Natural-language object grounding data
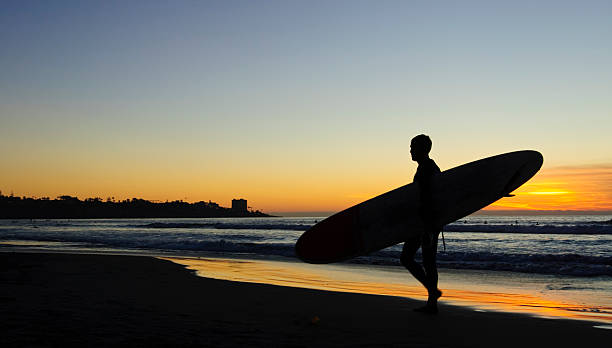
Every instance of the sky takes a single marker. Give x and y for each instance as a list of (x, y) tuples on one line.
[(301, 105)]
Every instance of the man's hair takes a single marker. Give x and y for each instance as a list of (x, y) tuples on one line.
[(423, 142)]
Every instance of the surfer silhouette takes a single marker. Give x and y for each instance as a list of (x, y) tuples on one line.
[(428, 241)]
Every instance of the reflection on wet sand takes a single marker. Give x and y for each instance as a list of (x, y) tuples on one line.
[(324, 277)]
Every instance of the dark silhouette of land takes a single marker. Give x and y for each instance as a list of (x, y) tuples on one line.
[(68, 207)]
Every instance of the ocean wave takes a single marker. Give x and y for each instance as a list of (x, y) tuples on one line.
[(573, 264), (591, 228)]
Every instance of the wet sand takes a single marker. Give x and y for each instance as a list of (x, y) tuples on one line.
[(102, 300)]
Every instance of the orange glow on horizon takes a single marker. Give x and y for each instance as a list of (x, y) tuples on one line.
[(563, 188)]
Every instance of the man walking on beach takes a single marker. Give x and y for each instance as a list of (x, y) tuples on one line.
[(428, 241)]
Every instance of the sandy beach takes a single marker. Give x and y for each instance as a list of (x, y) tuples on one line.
[(99, 300)]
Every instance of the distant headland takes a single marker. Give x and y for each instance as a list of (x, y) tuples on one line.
[(68, 207)]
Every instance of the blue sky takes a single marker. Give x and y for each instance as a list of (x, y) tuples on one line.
[(322, 93)]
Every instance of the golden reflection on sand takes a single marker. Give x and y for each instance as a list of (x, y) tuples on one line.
[(333, 279)]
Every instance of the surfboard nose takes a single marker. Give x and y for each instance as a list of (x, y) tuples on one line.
[(331, 240), (532, 162)]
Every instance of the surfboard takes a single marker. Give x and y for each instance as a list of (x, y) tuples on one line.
[(392, 217)]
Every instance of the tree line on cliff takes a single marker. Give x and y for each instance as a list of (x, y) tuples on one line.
[(68, 207)]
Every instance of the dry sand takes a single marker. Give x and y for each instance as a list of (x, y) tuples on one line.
[(99, 300)]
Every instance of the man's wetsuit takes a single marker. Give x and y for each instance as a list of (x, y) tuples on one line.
[(428, 241)]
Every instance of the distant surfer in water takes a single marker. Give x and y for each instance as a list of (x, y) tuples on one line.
[(428, 241)]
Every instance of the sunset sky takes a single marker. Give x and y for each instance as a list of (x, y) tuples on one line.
[(301, 106)]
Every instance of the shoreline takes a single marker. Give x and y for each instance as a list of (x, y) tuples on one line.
[(537, 295), (62, 299)]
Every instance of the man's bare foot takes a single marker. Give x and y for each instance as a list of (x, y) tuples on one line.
[(435, 295), (428, 309)]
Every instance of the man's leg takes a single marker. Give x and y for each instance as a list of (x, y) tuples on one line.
[(407, 259), (429, 250)]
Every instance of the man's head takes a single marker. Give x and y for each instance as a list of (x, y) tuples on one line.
[(420, 147)]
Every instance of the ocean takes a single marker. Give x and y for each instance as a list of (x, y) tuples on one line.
[(565, 258), (556, 245)]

> [How to complete this task]: Set the preceding data down again word for word, omitting images.

> [Solution for this task]:
Every instance of the sky takes a single marker. Give x and y for each instance as a list of (x, y) tuples on one line.
[(301, 105)]
Every instance of the man's hair takes a single marker. Give x and y for each instance as a list of (x, y) tuples on one line.
[(423, 142)]
Every instance of the surfer silhouette takes a single marker. Give x and y for each instance as a list of (x, y) tuples on one line.
[(428, 241)]
Every instance of the reflection on wet sand takes a single marker. Give x and y for each instance as a list of (x, y) tuples on one line.
[(324, 277)]
Every instance of the dark silhouette of land takes a single marker. Give x and y for each instance as a list of (x, y) tuples on one line.
[(68, 207)]
Every instance of the ocean wave takes a single marker. Give x and y for each instance as a list of (x, y) tuples on one line.
[(573, 264), (591, 228)]
Every instance of the wet sand takes a single marker. Give x and y for each instance as a list of (x, y) tuples on one line.
[(102, 300)]
Every instance of the orange glow on horizon takes a single marker. Give x and y for each instance as a list of (x, y) tuples on one line.
[(563, 188)]
Every instance of the man walking on beach takes a single marker. Give x and y for each instance as a list of (x, y) tuples on one line.
[(428, 241)]
Every instance of the sandy beach takes a single marker. Give x and y for each instance as a list of (x, y) tuples on one line.
[(99, 300)]
Every instance of the distant headland takes a single marker. Give x and y for each instance as a list of (x, y) tuples on one line.
[(68, 207)]
Every instance of the blue sky takes a single marker. Give x and y for each instance as a list of (x, y) tuples on one line.
[(322, 93)]
Every instance of the golden reflection on sand takes a single marker. Give x and y for each instance as a list of (x, y) tuples on one line.
[(333, 279)]
Every instance of the surfboard nose takes a single marker. Give x and y for each instance as a list of (x, y) tuples on one line.
[(331, 240), (532, 162)]
Every instance of the surfboard takes a single marker. Give x and y for each instance as a list of (x, y) tuples on one line.
[(392, 217)]
Every instance of the tree line on cliff takes a single marker. Give x and y for each instance as a list of (x, y) tuples on one line.
[(68, 207)]
Every instance of the dry sand takes a single marker. Give x and y for each instance as a list of (x, y) tuples on one line.
[(99, 300)]
Every instance of the man's wetsuit takes a single marker. Give x and y for each instance as a list of (x, y) tuples on one line.
[(428, 241)]
Every instance of the distant surfer in water takes a single marker. Give x and y for each instance as a list of (x, y) tuples on one line.
[(428, 241)]
Every instance of the sunset sky takes a single marker. Give x and y for each instance as a list of (x, y) tuples on one line.
[(301, 106)]
Every instance of the shoreline takes a single marker. Give x and y for each instance as a list of (x, y) tuples on one line.
[(537, 295), (62, 299)]
Every instance of the man's bare foot takes a single marker. Give x and y for each instance as a list of (x, y) tuples on one line.
[(435, 295), (428, 309)]
Every instance of the man's leg takes a single marker. Give x and y for each instance as a list of (x, y) tuples on one line.
[(407, 259), (429, 250)]
Every instance of the man's head takes a single marker. Give x and y for each instance as a list of (x, y) tuples on one line.
[(420, 147)]
Every instance of the ocean takes a single marker. Give x and y for each instance as a list of (x, y) tuples on one line.
[(565, 258), (556, 245)]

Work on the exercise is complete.